>> BEGIN Task data

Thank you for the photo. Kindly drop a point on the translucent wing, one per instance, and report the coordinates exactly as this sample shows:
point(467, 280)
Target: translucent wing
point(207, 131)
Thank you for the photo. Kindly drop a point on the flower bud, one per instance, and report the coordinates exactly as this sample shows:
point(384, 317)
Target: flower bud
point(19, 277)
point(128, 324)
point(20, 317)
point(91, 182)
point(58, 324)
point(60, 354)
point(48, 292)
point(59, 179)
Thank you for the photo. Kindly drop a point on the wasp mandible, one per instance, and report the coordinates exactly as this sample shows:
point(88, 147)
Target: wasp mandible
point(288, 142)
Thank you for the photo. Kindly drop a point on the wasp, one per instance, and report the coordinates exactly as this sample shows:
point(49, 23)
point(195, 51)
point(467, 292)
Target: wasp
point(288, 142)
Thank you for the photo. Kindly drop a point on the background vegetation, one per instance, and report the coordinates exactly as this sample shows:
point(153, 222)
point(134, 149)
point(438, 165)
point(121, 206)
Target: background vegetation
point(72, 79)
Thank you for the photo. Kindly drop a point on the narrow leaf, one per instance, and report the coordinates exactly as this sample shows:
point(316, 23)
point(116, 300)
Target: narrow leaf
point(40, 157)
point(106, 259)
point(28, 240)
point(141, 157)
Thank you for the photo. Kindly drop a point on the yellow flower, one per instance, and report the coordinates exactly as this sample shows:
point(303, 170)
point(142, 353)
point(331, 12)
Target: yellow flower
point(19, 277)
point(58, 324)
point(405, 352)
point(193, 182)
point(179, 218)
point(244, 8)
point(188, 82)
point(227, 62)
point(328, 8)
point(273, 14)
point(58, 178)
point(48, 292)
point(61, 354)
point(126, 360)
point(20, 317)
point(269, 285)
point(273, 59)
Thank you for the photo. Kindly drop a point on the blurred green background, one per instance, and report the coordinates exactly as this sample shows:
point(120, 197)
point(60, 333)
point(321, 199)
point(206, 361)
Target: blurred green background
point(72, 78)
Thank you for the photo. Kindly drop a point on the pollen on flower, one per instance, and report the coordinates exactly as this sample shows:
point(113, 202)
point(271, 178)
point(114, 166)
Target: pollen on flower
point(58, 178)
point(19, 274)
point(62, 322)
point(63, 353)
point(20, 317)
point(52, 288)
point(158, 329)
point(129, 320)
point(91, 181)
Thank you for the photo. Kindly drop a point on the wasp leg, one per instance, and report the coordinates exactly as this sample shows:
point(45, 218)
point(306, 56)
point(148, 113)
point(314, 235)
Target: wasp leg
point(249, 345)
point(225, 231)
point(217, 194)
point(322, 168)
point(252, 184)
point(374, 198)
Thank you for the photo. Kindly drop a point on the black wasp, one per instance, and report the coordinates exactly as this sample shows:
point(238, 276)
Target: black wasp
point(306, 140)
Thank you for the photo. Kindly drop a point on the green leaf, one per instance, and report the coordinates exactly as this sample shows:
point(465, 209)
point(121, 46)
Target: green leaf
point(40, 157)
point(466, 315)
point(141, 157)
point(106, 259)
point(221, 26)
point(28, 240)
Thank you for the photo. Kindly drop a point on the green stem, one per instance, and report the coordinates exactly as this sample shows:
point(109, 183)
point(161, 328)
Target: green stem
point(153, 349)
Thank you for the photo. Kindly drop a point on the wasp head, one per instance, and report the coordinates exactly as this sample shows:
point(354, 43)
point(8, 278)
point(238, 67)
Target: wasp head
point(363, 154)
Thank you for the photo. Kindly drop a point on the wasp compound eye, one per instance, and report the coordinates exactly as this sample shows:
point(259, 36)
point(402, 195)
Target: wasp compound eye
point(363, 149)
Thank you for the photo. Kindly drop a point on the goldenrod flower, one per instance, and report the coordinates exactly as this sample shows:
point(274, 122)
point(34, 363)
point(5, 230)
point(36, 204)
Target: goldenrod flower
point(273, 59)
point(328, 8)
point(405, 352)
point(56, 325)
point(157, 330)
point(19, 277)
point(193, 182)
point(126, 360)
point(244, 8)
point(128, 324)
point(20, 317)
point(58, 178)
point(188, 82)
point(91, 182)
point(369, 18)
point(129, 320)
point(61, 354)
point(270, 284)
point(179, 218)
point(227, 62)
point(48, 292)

>> END Task data

Directions:
Can you put every line of the entries above into a JSON list of strings, one string per line, with blank lines left out?

Finished answer:
[
  "Thank you for the photo. Kindly drop a point on the translucent wing, one per instance, and report the coordinates exactly as this sample shows:",
  "point(467, 280)",
  "Target: translucent wing",
  "point(207, 131)",
  "Thank you for the photo. Kindly drop a point on the flower bud, one per instance, and report the coordinates exactly as this sample shows:",
  "point(384, 317)",
  "Target: flower bud",
  "point(19, 277)",
  "point(128, 324)",
  "point(20, 317)",
  "point(91, 182)",
  "point(58, 324)",
  "point(60, 354)",
  "point(48, 292)",
  "point(59, 179)",
  "Thank you for the photo. Kindly drop a point on the wasp mandible, one per instance, and report the coordinates exactly as this sample shows:",
  "point(88, 147)",
  "Target: wasp mandible",
  "point(288, 142)",
  "Thank you for the photo. Kindly drop a point on the wasp, one per instance, and report the coordinates exactly as this sample shows:",
  "point(49, 23)",
  "point(195, 51)",
  "point(467, 292)",
  "Target: wasp",
  "point(288, 142)",
  "Thank you for the photo. Kindly drop a point on the background vegetation, one per instance, and report the coordinates exactly as this sample shows:",
  "point(153, 222)",
  "point(134, 149)",
  "point(438, 165)",
  "point(121, 206)",
  "Target: background vegetation",
  "point(72, 79)",
  "Thank you for the photo. Kindly drop a point on the narrow leaf, one per instance, and report the coordinates exactly as this sample shows:",
  "point(316, 23)",
  "point(116, 300)",
  "Target: narrow leaf",
  "point(40, 157)",
  "point(106, 259)",
  "point(28, 240)",
  "point(141, 157)",
  "Thank you for the photo. Kindly drop a point on the yellow flower, one per instance, and report the coordinates exactly as this sample shows:",
  "point(303, 170)",
  "point(142, 353)",
  "point(331, 12)",
  "Target: yellow flower",
  "point(19, 277)",
  "point(58, 324)",
  "point(405, 352)",
  "point(193, 182)",
  "point(179, 218)",
  "point(244, 8)",
  "point(188, 82)",
  "point(227, 62)",
  "point(328, 8)",
  "point(273, 14)",
  "point(58, 178)",
  "point(48, 292)",
  "point(61, 354)",
  "point(126, 360)",
  "point(20, 317)",
  "point(269, 285)",
  "point(273, 59)",
  "Thank you for the photo. Kindly drop a point on the blurred green background, one per instance, and report the coordinates exactly as this sample shows:",
  "point(120, 197)",
  "point(60, 333)",
  "point(321, 199)",
  "point(206, 361)",
  "Target: blurred green background",
  "point(72, 78)",
  "Thank you for the photo. Kindly drop a point on the pollen on flower, one per instance, and report the coordinates exactly as this sample shows:",
  "point(113, 202)",
  "point(271, 178)",
  "point(114, 166)",
  "Target: pollen on flower",
  "point(58, 178)",
  "point(19, 274)",
  "point(62, 322)",
  "point(63, 353)",
  "point(20, 317)",
  "point(52, 288)",
  "point(158, 329)",
  "point(129, 320)",
  "point(91, 181)",
  "Thank you for the photo. Kindly drop a point on the wasp leg, one per instance, and report the coordinates exactly as this sample shows:",
  "point(45, 218)",
  "point(306, 56)",
  "point(148, 113)",
  "point(314, 235)",
  "Target: wasp leg",
  "point(249, 345)",
  "point(225, 231)",
  "point(217, 194)",
  "point(322, 168)",
  "point(252, 184)",
  "point(374, 198)",
  "Thank you for the photo. Kindly drop a point on the black wasp, one per instance, and report the coordinates exactly as this sample shows:",
  "point(238, 276)",
  "Target: black wasp",
  "point(306, 140)",
  "Thank you for the photo. Kindly drop a point on the green leaf, one per instance, and report the coordinates exactly as this sample shows:",
  "point(465, 209)",
  "point(121, 46)",
  "Target: green leaf",
  "point(40, 157)",
  "point(466, 315)",
  "point(141, 157)",
  "point(106, 259)",
  "point(221, 26)",
  "point(28, 240)",
  "Thank you for the photo. Kindly drop a point on the green stem, one per instance, and report the coordinates exactly as this sample shows:",
  "point(109, 183)",
  "point(161, 328)",
  "Target: green stem",
  "point(153, 349)",
  "Thank you for the photo. Kindly drop a point on the wasp head, one per instance, and report the coordinates exactly as this sample shows:",
  "point(354, 43)",
  "point(8, 278)",
  "point(238, 67)",
  "Target: wasp head",
  "point(363, 154)",
  "Thank you for the photo. Kindly drop a point on the wasp compound eye, one per instance, and report the coordinates exactly as this sample shows:",
  "point(259, 36)",
  "point(402, 195)",
  "Target: wasp compound eye",
  "point(363, 149)",
  "Thank you for the photo. Kindly drop a point on the goldenrod flower, one per instance, and report the coordinates exactly as this sample shows:",
  "point(274, 122)",
  "point(34, 363)",
  "point(5, 230)",
  "point(36, 204)",
  "Target: goldenrod flower",
  "point(273, 59)",
  "point(328, 8)",
  "point(405, 352)",
  "point(56, 325)",
  "point(157, 330)",
  "point(19, 277)",
  "point(193, 182)",
  "point(126, 360)",
  "point(244, 8)",
  "point(128, 324)",
  "point(20, 317)",
  "point(58, 178)",
  "point(188, 82)",
  "point(91, 182)",
  "point(369, 18)",
  "point(129, 320)",
  "point(61, 354)",
  "point(270, 284)",
  "point(179, 218)",
  "point(227, 62)",
  "point(48, 292)"
]